◆ Alıntılanan Metin ◆
____________________
ÜNİVERSİTEDEN GAZETEYE ANADİLİNE ÖZENSİZLİK
ÜNİVERSİTEDEN GAZETEYE ANADİLİNE ÖZENSİZLİK
Türk Dili Dergisi S:74 Eylül-Ekim 1999
1. Üniversiteye Bakın:
a) "Şirketler topluluğunun vereceği ifade edilen burs; Şirketin kalpazan ve sahtekârlık şirketleri olması nedeniyle verilememektedir."
(Bir İlahiyat Fakültesinin duyurusu)
* Şirketler topluluğu", "şirket", "şirketin" "-ler", "topluluğu"; tekillik çoğulluk, aynı tümcenin içinde. Uygun mu?
* “Şirketin..... şirket olması”; yan önermeye bakın, ne tatlı (!).
* “Sahtekârlık", "kalpazanlık" ikisi bir arada kullanılmış. Demek istedikleri, anlaşma yaptıkları ortaklığın yalancı çıkması, düzmeciliği.
* “Verileceği ifade edilen" deniliyor. Olayın gerçeği şu: Fakülte yönetimi, bir ortaklıkla anlaşmış, ondan alacağı öğrenimliği (bursu) öğrencilere dağıtacağını duyurmuş önceden. Ama anlaştığı ortaklık düzmece. Bu kez, öğrenimliği dağıtamayacağını duyurmak istiyor. (Kimlerle ilişki kurduklarına bakınız.)
* Kullandığı sözcükler, kurduğu tümce böylesi bir fakültenin, nasıl bir insan tipi yetiştireceği, fakültenin yeterliği konusunda bir şeyler düşündürmüyor mu size?
* Dil düşünüşün dışa yansıtılmasıdır, mantıktır. Hele Türkçe, olağanüstü mantıklı bir dil. Bilim düşünüşe, mantığa yaslanır, düşünüş dizgesinden, mantıktan yoksunsanız, bilim yapamazsınız. Bir tek tümce kuramayan fakültenin, nasıl bilim ürüteceğini düşünür müsünüz?
b) "...... Üniversitesi İlahiyat Fakültesi 1998-99 Öğretim Yılı Ara Sınavı İmtihan Programı"
(Duyuru başlığı)
* “İzlence" diyemiyor, "program" diyor, geçelim.
* “İmtihan" Arapçası, "sınav" Türkçesi. İkisi yan yana ne oluyor?
* ÖSYM'de görevli yazar arkadaşım, imtihan, sınav sözcüklerinin, niçin bir arada kullanıldığını sorar; bir öğretim üyesi, "sınav"ın "imtihan"ın yerini tutmadığını söyler.
* “Yerini tutmayan" bir şey var, doğru: Atatürk Türkiyesi'nin özlediği üniversite kafasının yerini tutmuyor birileri. Üstün körü dikişle, Cumhuriyet üniversitelerinin ak giysisine iliştirilmiş kara yama gibi, sırıtıyor birileri.
____________________
◆ Kayıt Kümesi ◆
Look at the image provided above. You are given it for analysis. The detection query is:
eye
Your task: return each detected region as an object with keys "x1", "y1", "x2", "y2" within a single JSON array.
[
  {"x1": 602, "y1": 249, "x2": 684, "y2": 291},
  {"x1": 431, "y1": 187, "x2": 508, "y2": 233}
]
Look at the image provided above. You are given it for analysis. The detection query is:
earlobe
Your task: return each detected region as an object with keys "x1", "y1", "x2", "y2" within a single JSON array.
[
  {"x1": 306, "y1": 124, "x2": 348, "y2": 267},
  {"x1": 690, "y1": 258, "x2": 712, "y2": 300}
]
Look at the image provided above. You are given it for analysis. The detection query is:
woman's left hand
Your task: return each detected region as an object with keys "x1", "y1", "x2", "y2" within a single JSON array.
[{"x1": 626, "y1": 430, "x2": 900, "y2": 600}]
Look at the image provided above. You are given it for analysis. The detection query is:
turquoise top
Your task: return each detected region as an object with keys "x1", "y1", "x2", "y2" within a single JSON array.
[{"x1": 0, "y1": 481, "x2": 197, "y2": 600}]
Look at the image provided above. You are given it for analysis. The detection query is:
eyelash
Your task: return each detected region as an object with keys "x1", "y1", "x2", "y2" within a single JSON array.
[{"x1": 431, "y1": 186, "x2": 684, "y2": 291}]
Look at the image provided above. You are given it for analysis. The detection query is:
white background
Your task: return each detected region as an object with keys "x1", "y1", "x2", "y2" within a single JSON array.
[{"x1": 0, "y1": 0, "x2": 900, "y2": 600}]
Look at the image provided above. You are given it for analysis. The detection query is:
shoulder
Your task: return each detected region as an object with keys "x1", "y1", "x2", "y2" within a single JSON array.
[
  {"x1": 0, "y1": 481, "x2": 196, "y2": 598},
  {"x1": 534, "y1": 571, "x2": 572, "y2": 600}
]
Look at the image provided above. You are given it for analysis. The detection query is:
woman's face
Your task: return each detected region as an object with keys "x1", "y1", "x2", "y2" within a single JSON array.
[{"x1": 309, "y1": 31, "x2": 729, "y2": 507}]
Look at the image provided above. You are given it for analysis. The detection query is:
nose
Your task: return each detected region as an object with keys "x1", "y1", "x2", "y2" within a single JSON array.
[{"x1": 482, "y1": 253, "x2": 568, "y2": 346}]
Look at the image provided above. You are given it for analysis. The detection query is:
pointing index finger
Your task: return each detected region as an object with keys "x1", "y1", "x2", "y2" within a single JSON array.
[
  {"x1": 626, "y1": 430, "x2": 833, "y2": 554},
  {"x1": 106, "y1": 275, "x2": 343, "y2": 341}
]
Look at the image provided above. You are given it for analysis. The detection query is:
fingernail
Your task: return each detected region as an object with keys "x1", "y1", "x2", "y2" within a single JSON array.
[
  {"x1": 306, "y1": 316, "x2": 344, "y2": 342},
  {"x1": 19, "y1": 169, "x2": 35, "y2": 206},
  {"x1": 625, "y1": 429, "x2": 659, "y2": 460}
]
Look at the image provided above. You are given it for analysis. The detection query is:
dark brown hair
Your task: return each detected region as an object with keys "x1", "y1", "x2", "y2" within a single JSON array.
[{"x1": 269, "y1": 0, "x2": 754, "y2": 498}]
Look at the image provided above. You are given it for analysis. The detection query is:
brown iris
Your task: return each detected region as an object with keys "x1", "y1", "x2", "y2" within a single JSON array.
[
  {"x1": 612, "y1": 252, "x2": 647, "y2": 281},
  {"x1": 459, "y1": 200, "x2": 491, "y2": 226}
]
____________________
◆ İstek 1 ◆
Anadiline özensizliği konu alan metinde, "imtihan" ve "sınav" sözcüklerinin hangi dile ait olduğu belirtiliyor?
◆ İstek 2 ◆
Anadiline özensizliği konu alan metni kaldığı yerden sürdürün.

◆ Beklenen Yanıt 1 ◆
"İmtihan" Arapça, "sınav" ise Türkçedir.

◆ Beklenen Yanıt 2 ◆
* Türkçenin arılaşıp durulaşmasına uyum sağlayamamış kafa, Türkçe düşünebilir mi, anadili bilincini kuşanmadan bilim yapılabilir mi, Atatürk Türkiyesinin özlediği çağcıl kişiyi yetiştirebilir mi?
(Buradaki alıntılar Osman Nuri Poyrazoğlu'nun '80 İle '90 Arası adlı kitabındaki saptamalardan.)
2. Gazetelerimize Bakın:
a) "Özalp, medyanın eğitimdeki rolüne işaret etti. Özalp, medyanın denetlemediği halde eğitime önemli zararlar verdiğini vurgulayarak şöyle devam etti."
* İki tümce de "etti"er bitiriliyor; sözcük sığlığını görüyor musunuz?
* “Eğitime etkisine değindi." diyememiş, yabancı sözcükleri yeğlemiş.
* “Rolüne işaret etti." Osmanlı ağzı demesek bile Tanzimat kırması söyleyiş.
* Birinci tümcenin öznesi Özalp'in, ikincisinde yinelenmesine gerek var mıydı?
* "Hal" sözcüğü, "davranış, tutum", "şimdiki zaman", "güç", "kötü durum, sıkıntı" anlamlarını içermez bu tümcede. Ancak "durum" anlamını yüklenebilir. O da uygun düşmüyor.
* Medya eğitimi denetlerse, eğitim sağlıklı mı olacak?... Milli Eğitim Bakanlığı eğitimin üstünden çağdaş elini çekti zaten, bir de medyaya bırakırsak eğitimi, vay geldi başımıza!
* Medya eğitimi denetlerse, eğitim sağlıklı olacakmış gibi bir anlam yaratmak, çarpıtma değil de ne?
b) " Türk toplumu bizi bir yere getirdi`, Toplumla bir yerde olmak için çıtayı yükseğe koyduk. Çıta aşağıda olsa, altından geçme kolaycılığını gösterecektik. Hedefi yüksek tutmayı yeğledik."
(Yukarıdaki alıntılar saygın bir gazetemizden.)
* Yükseğe konulmayan çıtanın altından geçmek güç değil ki,kolaycılığından söz edeceksiniz. Mantıksal eksiklik.
* Dahası, söylenmek istenen, çıtanın altından geçmek değil, üstünden aşmak. Mantık boşluğu, anlatım sakatlığı olursa, anlatım işte böyle topallaşır.
* Halkın en alt katından geliyorum, kaynağıma saygılıyım, ancak halk kalmaktan utanırım. Çünkü salt halk olmak, bilimsellikten uzaklık, çağı kavrayamamaktır, bir anlamda. Ulusun temeli halktır, halk kültürün ilk ana gömüsüdür. Ancak halk hangi sanatı, hangi bilimi, hangi edebiyatı yüceltici işlev yüklenmiştir, şimdiye dek? Arabesk
düşünüş ve müzik vb. onu uyutmaktan başka nedir? Yukarıdaki anlatımda, halk dalkavukluğu da var. Geçelim şu ucuz söyleyişi, halka iyilik değildir böylesi!
3. Ya Yazarlarımız?
a) "İki yaşlı kadın..."
*Bir kadının iki yaşı mı var, yoksa "yaşlı iki kadın" mı?
b) "Karanlıklar ortasında iki yalnız kadın."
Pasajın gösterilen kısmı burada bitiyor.